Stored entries

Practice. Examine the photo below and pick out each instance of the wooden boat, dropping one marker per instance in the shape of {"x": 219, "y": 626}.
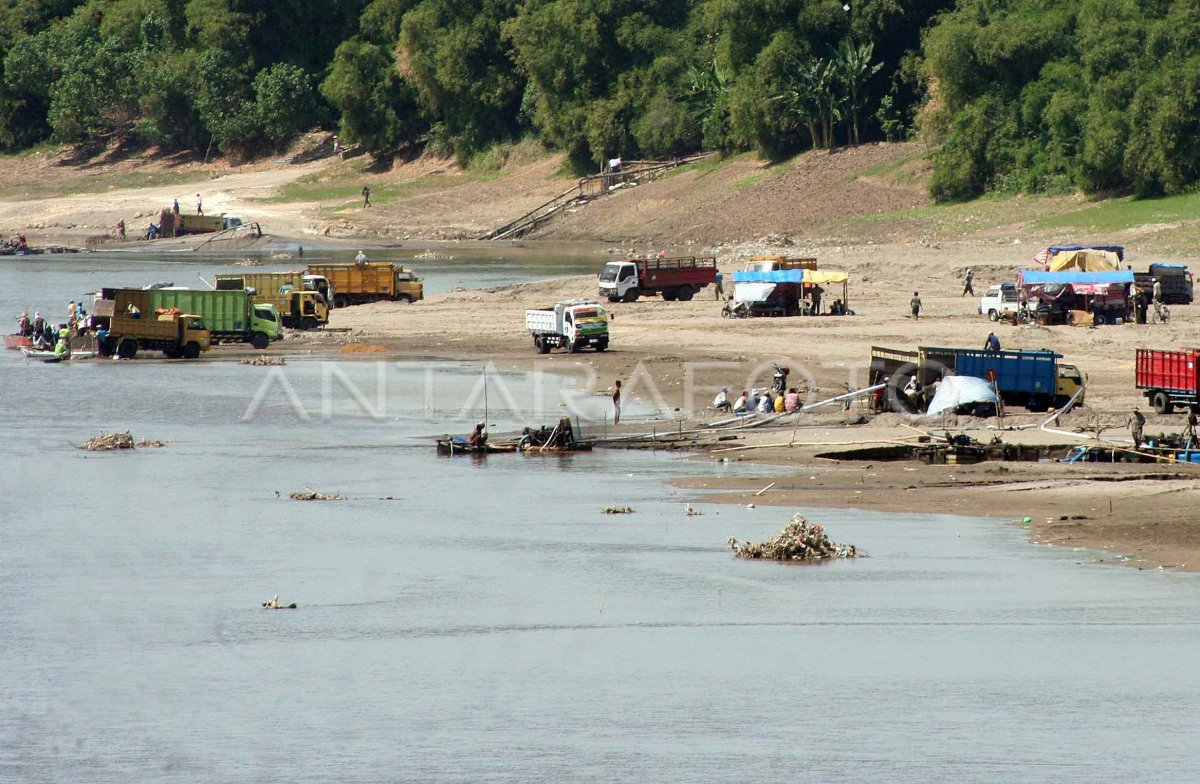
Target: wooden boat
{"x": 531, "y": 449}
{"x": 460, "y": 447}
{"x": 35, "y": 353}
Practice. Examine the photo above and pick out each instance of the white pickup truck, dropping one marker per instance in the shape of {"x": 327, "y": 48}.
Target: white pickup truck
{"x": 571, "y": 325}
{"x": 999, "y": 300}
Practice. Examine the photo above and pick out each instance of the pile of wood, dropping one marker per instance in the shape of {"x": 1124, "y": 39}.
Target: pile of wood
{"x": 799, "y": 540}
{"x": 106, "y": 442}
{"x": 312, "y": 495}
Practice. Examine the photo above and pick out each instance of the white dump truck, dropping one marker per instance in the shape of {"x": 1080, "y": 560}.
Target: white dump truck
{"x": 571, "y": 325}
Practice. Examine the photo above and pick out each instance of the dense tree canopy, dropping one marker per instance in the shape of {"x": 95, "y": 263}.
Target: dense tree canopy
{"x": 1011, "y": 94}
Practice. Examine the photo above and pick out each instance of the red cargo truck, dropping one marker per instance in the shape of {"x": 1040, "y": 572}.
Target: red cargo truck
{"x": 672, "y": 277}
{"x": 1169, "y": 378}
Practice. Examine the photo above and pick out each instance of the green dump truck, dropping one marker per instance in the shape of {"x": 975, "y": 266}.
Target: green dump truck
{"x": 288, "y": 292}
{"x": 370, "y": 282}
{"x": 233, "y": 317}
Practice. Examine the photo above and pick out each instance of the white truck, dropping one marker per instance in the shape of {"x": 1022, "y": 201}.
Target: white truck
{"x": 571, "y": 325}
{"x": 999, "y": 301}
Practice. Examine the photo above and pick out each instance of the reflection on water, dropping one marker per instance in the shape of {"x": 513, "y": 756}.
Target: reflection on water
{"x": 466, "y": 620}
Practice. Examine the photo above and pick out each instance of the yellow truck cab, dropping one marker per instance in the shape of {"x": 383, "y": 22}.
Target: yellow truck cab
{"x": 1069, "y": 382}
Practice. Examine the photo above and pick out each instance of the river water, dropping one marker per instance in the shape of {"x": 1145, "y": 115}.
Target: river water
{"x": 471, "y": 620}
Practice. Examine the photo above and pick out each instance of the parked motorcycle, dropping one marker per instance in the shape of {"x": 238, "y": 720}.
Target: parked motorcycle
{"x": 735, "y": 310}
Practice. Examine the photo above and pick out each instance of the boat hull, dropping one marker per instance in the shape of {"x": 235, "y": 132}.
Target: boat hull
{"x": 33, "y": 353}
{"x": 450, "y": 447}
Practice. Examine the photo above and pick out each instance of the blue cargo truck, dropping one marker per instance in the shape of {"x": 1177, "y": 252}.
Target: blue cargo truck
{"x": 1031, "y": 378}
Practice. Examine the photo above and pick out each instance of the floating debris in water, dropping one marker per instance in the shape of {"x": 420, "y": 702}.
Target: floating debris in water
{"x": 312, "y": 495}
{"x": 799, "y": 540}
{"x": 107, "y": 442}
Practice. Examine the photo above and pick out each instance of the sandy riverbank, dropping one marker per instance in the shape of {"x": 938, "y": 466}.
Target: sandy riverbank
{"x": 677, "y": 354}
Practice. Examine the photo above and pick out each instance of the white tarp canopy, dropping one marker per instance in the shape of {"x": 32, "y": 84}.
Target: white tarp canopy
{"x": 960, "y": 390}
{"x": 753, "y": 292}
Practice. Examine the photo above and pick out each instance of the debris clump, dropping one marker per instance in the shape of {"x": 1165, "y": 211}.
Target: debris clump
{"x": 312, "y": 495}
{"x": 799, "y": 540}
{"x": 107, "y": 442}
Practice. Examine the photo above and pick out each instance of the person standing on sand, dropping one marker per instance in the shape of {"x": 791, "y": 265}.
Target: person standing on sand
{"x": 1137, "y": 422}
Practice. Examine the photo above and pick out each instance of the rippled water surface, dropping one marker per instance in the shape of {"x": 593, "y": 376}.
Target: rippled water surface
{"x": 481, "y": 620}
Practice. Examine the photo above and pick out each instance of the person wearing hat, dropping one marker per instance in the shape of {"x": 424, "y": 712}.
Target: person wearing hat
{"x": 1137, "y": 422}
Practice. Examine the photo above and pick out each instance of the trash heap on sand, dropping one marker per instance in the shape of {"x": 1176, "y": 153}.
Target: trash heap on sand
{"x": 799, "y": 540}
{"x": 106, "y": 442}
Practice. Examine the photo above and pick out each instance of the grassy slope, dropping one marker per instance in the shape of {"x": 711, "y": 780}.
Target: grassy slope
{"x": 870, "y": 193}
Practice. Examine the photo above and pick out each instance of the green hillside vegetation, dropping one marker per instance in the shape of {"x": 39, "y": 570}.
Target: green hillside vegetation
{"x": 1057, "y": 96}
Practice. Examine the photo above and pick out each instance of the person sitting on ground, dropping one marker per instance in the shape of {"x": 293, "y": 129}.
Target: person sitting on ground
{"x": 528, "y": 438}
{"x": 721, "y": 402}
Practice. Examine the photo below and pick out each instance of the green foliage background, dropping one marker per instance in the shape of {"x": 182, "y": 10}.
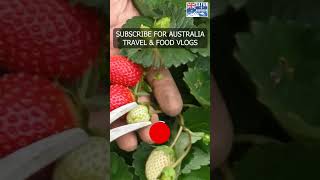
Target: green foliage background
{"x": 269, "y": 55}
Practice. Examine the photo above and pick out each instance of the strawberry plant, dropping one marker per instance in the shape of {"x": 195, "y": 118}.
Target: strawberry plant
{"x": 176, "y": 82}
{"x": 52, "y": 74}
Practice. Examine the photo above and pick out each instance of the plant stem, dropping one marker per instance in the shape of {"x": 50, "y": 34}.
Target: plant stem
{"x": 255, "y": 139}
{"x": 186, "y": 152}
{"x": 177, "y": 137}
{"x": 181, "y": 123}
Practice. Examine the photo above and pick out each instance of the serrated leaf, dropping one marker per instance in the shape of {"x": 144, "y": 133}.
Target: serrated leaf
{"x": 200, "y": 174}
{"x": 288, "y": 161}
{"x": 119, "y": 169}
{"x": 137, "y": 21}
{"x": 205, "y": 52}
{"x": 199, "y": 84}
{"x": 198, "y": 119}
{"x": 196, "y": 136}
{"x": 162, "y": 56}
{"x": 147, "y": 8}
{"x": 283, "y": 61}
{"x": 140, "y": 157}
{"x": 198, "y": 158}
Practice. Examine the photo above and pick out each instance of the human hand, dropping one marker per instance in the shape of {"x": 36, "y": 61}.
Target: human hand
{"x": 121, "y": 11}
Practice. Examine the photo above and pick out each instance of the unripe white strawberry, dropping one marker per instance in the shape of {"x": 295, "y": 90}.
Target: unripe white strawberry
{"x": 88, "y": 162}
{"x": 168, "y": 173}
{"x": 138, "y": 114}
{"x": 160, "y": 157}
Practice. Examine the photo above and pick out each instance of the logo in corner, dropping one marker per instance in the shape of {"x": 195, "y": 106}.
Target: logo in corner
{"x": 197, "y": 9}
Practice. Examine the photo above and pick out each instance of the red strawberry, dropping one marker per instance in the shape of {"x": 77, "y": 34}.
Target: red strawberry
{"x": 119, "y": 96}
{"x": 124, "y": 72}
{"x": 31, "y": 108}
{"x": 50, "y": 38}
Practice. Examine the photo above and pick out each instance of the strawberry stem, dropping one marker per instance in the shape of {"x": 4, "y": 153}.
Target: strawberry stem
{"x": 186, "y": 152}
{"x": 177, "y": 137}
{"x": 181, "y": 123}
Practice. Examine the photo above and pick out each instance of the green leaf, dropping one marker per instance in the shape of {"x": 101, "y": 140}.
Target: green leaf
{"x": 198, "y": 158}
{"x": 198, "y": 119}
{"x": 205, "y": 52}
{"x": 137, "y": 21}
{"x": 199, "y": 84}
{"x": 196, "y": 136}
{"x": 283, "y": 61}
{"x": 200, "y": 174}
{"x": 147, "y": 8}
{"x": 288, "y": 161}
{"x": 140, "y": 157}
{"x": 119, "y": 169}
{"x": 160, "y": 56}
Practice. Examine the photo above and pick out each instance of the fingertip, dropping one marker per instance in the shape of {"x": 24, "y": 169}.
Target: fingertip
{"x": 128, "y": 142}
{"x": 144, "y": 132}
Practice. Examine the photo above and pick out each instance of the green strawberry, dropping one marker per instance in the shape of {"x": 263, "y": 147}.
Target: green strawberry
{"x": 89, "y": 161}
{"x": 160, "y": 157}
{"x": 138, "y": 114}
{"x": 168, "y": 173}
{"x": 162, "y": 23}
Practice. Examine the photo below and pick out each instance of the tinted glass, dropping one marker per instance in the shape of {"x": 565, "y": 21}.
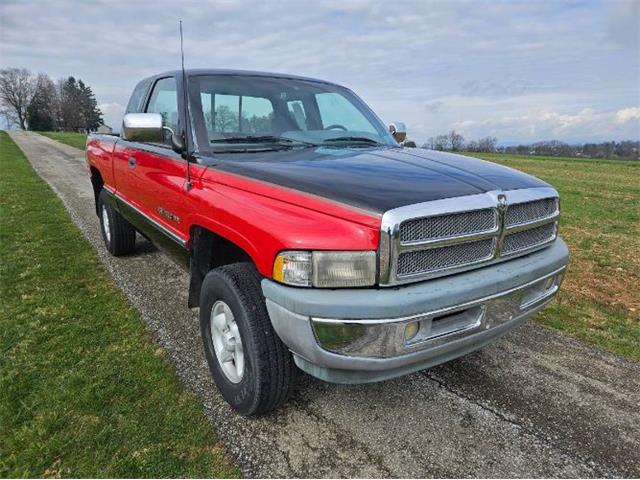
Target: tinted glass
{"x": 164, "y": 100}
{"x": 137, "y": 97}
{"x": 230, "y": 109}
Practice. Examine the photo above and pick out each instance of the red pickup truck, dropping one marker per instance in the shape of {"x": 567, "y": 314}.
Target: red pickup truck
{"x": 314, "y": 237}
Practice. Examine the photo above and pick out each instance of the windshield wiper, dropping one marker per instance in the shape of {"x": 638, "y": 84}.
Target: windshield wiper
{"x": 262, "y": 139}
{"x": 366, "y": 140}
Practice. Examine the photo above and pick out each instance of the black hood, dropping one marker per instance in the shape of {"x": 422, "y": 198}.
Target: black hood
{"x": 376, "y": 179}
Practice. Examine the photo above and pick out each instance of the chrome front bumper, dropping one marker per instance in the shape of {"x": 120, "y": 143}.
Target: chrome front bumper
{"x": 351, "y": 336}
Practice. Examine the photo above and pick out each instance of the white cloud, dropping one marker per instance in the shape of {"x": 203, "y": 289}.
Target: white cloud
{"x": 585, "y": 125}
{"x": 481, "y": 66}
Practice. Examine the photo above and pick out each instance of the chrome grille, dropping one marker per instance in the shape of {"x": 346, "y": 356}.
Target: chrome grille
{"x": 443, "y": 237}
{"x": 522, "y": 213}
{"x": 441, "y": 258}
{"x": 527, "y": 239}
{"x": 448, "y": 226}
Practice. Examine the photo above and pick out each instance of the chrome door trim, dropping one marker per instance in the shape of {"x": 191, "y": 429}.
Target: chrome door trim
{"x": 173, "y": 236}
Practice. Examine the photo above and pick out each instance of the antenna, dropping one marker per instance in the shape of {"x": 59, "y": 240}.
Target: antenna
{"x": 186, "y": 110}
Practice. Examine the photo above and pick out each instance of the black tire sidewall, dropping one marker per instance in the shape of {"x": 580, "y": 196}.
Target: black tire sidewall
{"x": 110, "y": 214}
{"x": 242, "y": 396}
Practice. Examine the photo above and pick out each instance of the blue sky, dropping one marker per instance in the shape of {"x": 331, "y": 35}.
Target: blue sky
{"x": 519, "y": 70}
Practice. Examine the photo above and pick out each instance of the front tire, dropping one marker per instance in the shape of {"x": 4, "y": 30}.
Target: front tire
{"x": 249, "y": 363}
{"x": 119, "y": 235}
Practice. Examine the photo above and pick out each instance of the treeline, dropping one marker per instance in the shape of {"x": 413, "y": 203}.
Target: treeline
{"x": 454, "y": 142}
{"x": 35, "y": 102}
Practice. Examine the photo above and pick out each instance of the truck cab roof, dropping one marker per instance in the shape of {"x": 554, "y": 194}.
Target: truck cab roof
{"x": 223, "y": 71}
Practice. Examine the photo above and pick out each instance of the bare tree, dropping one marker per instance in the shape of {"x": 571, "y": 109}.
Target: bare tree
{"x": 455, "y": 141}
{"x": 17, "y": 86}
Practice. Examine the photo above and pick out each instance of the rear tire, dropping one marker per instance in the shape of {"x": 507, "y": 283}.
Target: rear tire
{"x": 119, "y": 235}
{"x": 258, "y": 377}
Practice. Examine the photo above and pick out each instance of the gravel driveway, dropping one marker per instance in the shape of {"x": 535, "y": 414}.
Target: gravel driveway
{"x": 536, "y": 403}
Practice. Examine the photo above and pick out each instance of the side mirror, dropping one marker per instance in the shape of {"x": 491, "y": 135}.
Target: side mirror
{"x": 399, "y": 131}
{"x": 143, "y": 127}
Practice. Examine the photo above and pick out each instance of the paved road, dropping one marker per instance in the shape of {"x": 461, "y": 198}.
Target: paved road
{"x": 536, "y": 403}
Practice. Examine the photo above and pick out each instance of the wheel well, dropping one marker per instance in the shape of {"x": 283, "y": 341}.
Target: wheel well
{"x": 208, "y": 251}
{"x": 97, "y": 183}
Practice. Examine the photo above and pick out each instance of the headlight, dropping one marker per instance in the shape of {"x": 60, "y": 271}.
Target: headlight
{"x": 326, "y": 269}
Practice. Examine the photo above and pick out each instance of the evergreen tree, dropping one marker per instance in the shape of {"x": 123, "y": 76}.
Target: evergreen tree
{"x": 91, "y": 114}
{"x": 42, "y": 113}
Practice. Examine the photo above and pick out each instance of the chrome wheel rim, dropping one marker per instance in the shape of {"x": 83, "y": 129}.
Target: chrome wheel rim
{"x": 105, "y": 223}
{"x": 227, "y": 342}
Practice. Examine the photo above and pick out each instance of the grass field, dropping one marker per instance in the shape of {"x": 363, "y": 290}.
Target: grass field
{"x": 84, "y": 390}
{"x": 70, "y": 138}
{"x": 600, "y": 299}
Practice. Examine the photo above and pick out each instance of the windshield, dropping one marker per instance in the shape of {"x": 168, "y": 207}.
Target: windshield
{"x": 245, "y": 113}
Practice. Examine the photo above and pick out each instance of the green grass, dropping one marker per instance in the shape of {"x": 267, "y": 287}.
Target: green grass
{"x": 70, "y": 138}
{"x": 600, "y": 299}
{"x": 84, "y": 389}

### REQUEST
Rewrite the stretch of the listing from the line containing "the windshield, dropping" through the end of the listing, both ends included. Multiply each answer coordinate by 2.05 and round it to a whole number, with halves going up, and leave every other number unchanged.

### OUTPUT
Practice. Examine the photo above and pick out each instance of the windshield, dropping one marker per instance in the shape of {"x": 168, "y": 207}.
Target: windshield
{"x": 502, "y": 232}
Practice. Examine the photo above and pick out each instance of the green grass, dropping one marker per instance in the shape of {"x": 267, "y": 287}.
Target: green grass
{"x": 144, "y": 283}
{"x": 1230, "y": 613}
{"x": 172, "y": 797}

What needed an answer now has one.